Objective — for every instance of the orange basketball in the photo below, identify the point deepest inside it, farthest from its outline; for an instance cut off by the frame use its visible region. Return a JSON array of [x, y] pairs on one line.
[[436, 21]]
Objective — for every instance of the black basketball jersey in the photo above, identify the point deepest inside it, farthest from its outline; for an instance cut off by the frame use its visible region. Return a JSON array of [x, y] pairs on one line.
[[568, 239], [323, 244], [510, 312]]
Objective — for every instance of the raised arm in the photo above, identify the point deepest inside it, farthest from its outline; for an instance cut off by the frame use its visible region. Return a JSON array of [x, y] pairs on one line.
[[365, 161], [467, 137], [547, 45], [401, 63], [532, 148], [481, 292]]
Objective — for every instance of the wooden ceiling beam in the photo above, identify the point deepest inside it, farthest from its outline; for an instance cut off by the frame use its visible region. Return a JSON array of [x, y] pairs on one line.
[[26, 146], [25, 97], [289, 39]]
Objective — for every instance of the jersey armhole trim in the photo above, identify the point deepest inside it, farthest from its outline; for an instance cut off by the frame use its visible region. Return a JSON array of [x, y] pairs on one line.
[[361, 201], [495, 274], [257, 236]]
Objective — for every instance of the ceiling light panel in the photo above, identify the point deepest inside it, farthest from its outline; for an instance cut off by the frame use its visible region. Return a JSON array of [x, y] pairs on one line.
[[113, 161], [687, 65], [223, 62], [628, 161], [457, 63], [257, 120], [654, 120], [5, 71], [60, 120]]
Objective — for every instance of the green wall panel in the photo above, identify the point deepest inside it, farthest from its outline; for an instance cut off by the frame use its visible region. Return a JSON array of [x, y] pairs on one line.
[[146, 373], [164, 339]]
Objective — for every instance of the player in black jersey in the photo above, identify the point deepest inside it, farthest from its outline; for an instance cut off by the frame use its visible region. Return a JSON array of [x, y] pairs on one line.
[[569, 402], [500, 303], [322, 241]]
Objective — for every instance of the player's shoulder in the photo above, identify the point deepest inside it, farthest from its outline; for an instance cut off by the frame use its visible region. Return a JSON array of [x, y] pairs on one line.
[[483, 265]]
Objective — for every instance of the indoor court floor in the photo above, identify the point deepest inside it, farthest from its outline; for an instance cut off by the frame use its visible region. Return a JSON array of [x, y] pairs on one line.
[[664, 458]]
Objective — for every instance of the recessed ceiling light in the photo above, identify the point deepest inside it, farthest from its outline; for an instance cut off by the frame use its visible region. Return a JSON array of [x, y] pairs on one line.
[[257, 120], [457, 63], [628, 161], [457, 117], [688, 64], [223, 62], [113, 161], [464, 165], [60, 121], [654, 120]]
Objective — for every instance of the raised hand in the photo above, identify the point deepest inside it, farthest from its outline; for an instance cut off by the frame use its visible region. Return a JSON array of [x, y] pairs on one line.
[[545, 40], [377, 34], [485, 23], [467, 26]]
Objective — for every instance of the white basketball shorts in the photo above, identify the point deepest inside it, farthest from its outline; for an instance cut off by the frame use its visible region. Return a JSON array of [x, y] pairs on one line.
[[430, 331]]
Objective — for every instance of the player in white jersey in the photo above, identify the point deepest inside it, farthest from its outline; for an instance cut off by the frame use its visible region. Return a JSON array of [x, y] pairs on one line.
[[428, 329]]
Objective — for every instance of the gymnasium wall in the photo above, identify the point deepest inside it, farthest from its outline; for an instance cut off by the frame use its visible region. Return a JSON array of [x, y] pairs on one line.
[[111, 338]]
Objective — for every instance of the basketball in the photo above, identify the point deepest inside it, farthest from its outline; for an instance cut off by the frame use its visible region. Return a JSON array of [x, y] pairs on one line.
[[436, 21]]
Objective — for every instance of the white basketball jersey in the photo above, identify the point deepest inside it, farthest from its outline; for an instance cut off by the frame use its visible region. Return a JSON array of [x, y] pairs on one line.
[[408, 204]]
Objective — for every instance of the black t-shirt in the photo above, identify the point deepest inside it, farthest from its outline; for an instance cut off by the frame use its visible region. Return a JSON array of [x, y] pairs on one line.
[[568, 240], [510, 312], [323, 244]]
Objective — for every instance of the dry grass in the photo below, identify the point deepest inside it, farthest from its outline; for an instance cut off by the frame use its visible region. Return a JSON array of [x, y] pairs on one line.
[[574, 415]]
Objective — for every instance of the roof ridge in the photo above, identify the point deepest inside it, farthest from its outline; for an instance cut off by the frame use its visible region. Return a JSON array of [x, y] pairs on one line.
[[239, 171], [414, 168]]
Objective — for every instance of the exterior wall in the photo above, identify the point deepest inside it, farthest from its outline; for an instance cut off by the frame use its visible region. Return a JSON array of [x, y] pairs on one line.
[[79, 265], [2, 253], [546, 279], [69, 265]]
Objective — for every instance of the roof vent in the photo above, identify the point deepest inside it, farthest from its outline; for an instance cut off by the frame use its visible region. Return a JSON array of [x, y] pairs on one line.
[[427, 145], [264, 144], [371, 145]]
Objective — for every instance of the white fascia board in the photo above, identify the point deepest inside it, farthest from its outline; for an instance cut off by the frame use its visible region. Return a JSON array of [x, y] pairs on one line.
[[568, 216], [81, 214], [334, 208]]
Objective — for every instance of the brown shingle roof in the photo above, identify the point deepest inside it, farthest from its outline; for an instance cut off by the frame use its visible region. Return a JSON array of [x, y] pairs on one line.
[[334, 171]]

****************************************

Task description |
Each line of the material above needs to be quoted exactly, please.

Solution to this problem |
Objective — for every instance of the orange basketball in the photo below, identify the point deepest inside it, farthest from its outline; for an instance cut off by the frame use its visible region. Return a JSON array of [x, y] pairs on one line.
[[436, 21]]
Objective — for every instance of the black basketball jersey in the photo above, identify the point deepest inside it, farthest from its outline; for an instance cut off by the frame use its visible region. Return a JSON array of [x, y] pairs on one line.
[[568, 239], [323, 244], [510, 312]]
Objective — for every instance of the raised arm in the photo above, identify the point deepest inside it, farthest from its outline; for an instance cut off by the frame use its visible region. Return a JSON array of [x, y] pairs on one line.
[[365, 161], [467, 137], [547, 45], [401, 63], [532, 148], [481, 292]]
Objective — for every instance of the wooden ceiling beam in the photo above, identify the point deepest inside it, farthest from its outline; for an instance cut off by the frame use its visible region. Return a JSON array of [x, y] pairs on one line.
[[26, 146], [25, 97], [289, 39]]
Objective — for every instance of the jersey armhole trim in the photo above, identify the point deepest inside it, farthest from its outline; for an instance cut off by the frame use its visible region. Return a JSON array of [x, y] pairs on one line.
[[361, 201], [495, 274], [257, 236]]
Objective — for every instance of the ceiling light panel in the photo above, identify the point deepest inside it, farthest from its outline; for an instance cut off by the frame use its visible region. Return a JSON array of [x, y] pairs on one line.
[[113, 161], [687, 65], [223, 62], [628, 161], [457, 63], [257, 120], [654, 120], [5, 71], [60, 120]]
Objective — for every instance of the green wall panel in the photo above, identify the point deepest inside it, farthest from its outline; for an instance cut off by the frame use its visible region. Return a JSON array of [x, y] pairs on one line.
[[146, 373], [164, 339]]
Objective — for every instance of the player in black jersey in the photo above, identify the point deepest inside it, farthest from its outline; for an instance cut off by the frame use its visible region. Return a JSON array of [x, y] pairs on one line.
[[569, 402], [500, 303], [322, 241]]
Objective — for every instance of the player's shoulder in the photo above, identify the point deepest inside it, farthest from its outline; for an instance cut off by the frame use its visible region. Return a JSON array of [x, y] pairs on one line.
[[483, 265]]
Objective — for every instance of the indoor court floor in the photo above, identify the point deepest inside it, farthest from its outline; for an instance cut off by the frame use its visible region. Return a JSON array of [x, y] pairs on one line.
[[664, 458]]
Objective — for every instance of the recessed ceiling light in the photo above, identify the point deepest inside it, farthest from its outline; for an instance cut off by the frame use its visible region. Return a JSON array of [x, y] pairs on one line.
[[257, 120], [457, 63], [628, 161], [457, 117], [688, 64], [223, 62], [113, 161], [464, 165], [60, 121], [654, 120]]
Objective — for every instance of the raised hand in the photo above, identify the point deepest inside it, farthest from its outline; for an instance cut off by the frame use its visible region. Return a JSON array of [x, y] pairs on one line.
[[545, 40], [377, 34], [485, 23], [467, 26]]
Objective — for every instance of the white basketball shorts in the photo above, identify the point deepest inside it, farthest from its outline; for an instance cut off by the frame use its visible region. Return a JSON array of [x, y] pairs on one line.
[[430, 331]]
Objective — for every instance of the player in white jersey in the photo above, identify the point deepest inside it, farthest from its outline; for an instance cut off by the frame use its visible region. Return a JSON array of [x, y] pairs on one line.
[[428, 329]]
Objective — for every instance of the gymnasium wall in the photo above, identify the point deepest inside it, farthest from its outline; for an instance cut off by the frame use its visible region. Return a JSON array of [x, y] pairs on one line.
[[111, 338]]
Objective — for every instance of the basketball in the photo above, identify the point deepest inside it, farthest from its outline; for an instance cut off by the frame use its visible region. Return a JSON array of [x, y] pairs on one line.
[[436, 21]]
Objective — for every instance of the white basketball jersey in the photo above, identify the point deepest inside it, farthest from its outline; for an instance cut off by the frame use its visible region. Return a JSON array of [x, y] pairs on one line.
[[408, 204]]
Objective — for every instance of the black t-shirt in the photo above, identify the point deepest inside it, farthest from its outline; for an instance cut off by the frame use its visible region. Return a JSON array of [x, y] pairs on one line.
[[568, 240], [510, 312], [323, 244]]
Objective — for every instance of the dry grass in the photo below, identify the point deepest inside it, farthest from its outline; for an instance cut off by the frame use its visible region. Return a JSON array of [x, y] pairs on one line.
[[574, 415]]
Objective — for every instance of the roof ridge in the photo above, identify the point deepest inside it, farthest from its outline; for an instance cut off by the frame use its visible region. Return a JSON array of [x, y] pairs on one line.
[[239, 171], [414, 168]]
Objective — for every instance of the exterior wall in the photo above, identify the point deepest inside it, farthest from its outline; for an instance cut off by the frame use its visible region. Return a JSON array of [x, y] pairs on one line.
[[79, 265], [2, 253], [546, 279], [69, 265]]
Objective — for every instance of the roof vent in the photo above, identify the point deepest inside it, farthest from its outline; for an instance cut off by the frame use its visible region. Return a JSON array of [x, y] pairs on one line.
[[427, 145], [264, 144], [371, 145]]
Objective — for every instance of the white fascia board in the photo above, identify the point deepest inside it, farthest from its outline; for an instance cut off by the frame use its visible region. Return a JSON array of [x, y] pairs on one line.
[[568, 216], [81, 214], [334, 208]]
Objective — for every instance of the brown shingle roof in the photo above, identify the point deepest inside it, farthest from its outline; for an instance cut off by the frame use its visible region. Return a JSON array of [x, y] pairs on one line.
[[334, 171]]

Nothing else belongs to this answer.